- DATA EXTRACT -
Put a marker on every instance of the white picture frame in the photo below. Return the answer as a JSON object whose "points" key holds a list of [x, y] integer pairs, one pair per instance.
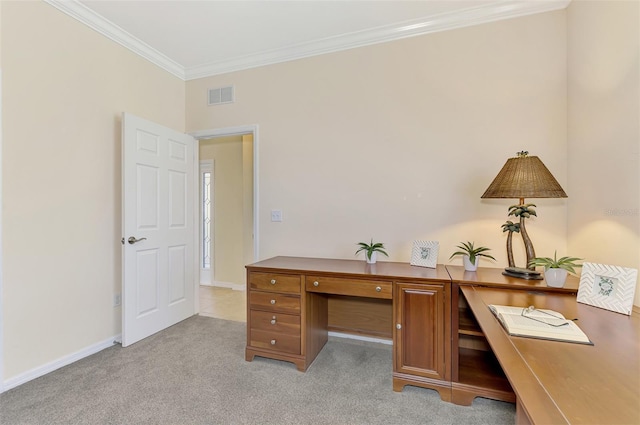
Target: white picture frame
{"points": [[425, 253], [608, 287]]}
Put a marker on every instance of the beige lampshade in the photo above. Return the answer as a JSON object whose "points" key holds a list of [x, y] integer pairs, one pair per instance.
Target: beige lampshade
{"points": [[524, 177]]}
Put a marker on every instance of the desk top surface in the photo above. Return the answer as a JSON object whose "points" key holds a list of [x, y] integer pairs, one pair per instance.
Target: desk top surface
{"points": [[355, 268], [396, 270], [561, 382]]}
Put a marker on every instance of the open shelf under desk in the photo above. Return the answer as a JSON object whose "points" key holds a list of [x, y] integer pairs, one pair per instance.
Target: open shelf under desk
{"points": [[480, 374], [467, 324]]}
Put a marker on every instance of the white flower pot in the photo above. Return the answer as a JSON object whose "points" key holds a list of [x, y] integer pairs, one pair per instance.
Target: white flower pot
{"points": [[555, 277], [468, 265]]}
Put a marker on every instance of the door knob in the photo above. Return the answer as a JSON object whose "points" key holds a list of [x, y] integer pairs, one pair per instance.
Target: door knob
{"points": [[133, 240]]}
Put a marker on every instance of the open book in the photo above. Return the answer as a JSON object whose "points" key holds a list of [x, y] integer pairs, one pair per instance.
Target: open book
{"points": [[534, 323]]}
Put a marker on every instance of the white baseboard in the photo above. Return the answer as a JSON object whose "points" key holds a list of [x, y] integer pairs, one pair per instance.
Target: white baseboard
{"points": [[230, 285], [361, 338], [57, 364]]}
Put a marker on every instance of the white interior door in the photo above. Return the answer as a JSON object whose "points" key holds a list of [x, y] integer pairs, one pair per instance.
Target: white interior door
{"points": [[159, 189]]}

--

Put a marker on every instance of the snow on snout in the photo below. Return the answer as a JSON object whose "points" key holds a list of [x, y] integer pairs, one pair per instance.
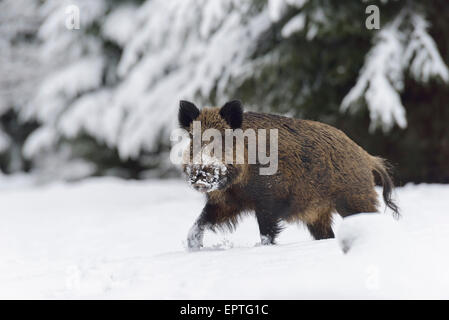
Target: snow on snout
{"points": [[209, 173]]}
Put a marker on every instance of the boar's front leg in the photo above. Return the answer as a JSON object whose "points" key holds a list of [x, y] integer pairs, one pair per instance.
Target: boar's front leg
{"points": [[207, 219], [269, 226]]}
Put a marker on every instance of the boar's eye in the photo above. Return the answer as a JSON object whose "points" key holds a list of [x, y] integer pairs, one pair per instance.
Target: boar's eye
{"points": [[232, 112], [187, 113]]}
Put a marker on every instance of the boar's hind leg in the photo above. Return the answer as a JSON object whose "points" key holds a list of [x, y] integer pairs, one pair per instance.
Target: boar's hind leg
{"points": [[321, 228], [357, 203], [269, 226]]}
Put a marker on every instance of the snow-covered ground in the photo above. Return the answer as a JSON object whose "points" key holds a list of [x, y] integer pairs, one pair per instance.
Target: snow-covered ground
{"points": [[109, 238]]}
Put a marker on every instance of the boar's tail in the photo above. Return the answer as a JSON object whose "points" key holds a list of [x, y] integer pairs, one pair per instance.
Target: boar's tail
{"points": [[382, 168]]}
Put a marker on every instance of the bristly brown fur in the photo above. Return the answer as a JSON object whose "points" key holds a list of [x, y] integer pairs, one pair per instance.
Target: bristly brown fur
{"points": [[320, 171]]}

- EXERCISE BRIEF -
Return each line of the material above that contains the string "snout", treating uppercase and lowercase as different.

- RESULT FOR THIS EXERCISE -
Put a marker on every instance of the snow on snout in the photo below. Return the answer as a JSON object whose "points" key holds a list of [x, y] integer pairs, one pair per instance.
Target: snow on snout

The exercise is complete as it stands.